● **Stored data entries**
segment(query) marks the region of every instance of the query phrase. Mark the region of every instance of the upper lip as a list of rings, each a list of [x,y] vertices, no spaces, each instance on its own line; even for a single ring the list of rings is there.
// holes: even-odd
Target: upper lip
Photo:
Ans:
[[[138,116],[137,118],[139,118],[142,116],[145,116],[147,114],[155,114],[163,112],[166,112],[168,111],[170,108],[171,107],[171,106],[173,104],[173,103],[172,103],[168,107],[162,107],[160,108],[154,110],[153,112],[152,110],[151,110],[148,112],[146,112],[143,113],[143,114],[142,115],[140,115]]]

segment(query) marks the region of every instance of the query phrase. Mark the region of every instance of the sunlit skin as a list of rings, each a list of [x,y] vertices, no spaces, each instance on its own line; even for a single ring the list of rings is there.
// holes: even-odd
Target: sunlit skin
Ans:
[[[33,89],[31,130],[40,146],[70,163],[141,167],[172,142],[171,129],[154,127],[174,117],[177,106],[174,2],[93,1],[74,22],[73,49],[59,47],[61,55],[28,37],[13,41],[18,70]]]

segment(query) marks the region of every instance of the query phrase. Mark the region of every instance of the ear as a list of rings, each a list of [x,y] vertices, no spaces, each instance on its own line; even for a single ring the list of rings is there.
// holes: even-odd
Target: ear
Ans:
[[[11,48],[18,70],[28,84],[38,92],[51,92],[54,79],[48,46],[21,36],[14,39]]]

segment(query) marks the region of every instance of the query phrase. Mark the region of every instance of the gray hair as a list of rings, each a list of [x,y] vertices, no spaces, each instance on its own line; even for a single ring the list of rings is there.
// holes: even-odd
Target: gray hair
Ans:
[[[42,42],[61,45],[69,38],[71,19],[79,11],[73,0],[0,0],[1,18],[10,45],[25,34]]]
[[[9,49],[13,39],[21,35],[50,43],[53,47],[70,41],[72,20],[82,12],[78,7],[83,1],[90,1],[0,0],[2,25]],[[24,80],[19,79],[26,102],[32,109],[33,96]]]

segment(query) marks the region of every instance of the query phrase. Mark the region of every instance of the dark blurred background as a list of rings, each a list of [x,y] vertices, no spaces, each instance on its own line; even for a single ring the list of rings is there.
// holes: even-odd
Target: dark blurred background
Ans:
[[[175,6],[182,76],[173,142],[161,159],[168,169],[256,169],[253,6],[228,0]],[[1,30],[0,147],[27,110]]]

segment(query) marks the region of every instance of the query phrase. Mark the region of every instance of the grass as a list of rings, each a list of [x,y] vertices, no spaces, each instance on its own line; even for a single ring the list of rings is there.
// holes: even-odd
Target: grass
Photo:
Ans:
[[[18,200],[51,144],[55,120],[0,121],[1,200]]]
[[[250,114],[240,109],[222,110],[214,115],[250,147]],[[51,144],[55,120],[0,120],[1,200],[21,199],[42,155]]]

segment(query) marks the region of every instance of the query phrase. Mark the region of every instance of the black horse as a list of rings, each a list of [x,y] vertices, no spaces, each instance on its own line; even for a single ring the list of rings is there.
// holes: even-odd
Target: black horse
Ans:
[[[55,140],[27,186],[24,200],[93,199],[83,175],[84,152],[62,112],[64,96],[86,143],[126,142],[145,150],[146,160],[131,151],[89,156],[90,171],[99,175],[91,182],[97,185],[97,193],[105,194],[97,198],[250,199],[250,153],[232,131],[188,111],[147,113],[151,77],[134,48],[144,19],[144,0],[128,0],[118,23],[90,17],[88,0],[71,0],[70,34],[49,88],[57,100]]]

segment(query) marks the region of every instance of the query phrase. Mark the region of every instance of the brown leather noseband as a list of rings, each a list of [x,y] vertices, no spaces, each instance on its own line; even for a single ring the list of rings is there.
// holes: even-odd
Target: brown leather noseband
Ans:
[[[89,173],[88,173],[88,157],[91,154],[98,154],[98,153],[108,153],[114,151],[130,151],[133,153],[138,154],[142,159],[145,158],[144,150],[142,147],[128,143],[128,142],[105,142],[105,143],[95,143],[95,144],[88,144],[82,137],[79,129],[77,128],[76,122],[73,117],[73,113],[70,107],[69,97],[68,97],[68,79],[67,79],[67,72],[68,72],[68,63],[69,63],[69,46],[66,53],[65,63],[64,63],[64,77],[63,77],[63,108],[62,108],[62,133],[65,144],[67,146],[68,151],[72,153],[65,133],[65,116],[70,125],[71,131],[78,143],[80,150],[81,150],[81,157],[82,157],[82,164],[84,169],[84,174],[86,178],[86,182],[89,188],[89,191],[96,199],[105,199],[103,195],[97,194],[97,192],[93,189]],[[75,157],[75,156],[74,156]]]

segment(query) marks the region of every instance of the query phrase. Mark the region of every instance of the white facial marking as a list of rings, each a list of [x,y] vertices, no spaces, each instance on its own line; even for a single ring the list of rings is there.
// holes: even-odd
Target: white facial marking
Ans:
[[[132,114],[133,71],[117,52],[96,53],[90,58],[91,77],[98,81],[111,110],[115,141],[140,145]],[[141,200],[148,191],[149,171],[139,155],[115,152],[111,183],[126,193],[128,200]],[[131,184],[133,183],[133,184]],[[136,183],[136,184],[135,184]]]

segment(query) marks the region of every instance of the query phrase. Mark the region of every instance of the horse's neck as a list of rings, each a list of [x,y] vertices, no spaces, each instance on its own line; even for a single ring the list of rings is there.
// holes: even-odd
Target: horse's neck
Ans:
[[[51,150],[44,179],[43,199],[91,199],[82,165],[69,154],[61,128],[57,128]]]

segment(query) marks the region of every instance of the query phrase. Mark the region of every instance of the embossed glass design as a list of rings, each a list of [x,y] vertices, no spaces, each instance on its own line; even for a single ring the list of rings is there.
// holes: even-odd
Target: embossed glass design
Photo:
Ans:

● **The exercise**
Repeat, word for word, every line from the line that contains "of the horse's" to the end of the entries; include both of those lines and no others.

● **Solution to the exercise**
segment(query) marks the region of every instance of the query phrase. Mark the region of every instance of the horse's neck as a list of rings, each a list of [x,y] vertices, no spaces, each instance on its own line; even for a single ring the list of rings is there.
// holes: even-odd
Target: horse's neck
Ans:
[[[51,150],[44,179],[43,199],[91,199],[82,165],[69,154],[61,128],[57,128]]]

segment(query) marks the region of every instance of the query phrase. Mark the region of every instance of the embossed glass design as a list of rings, each a list of [x,y] vertices, no spaces, each instance on its own line; even for a single ring the list of rings is there.
// holes: even-odd
Target: embossed glass design
Photo:
Ans:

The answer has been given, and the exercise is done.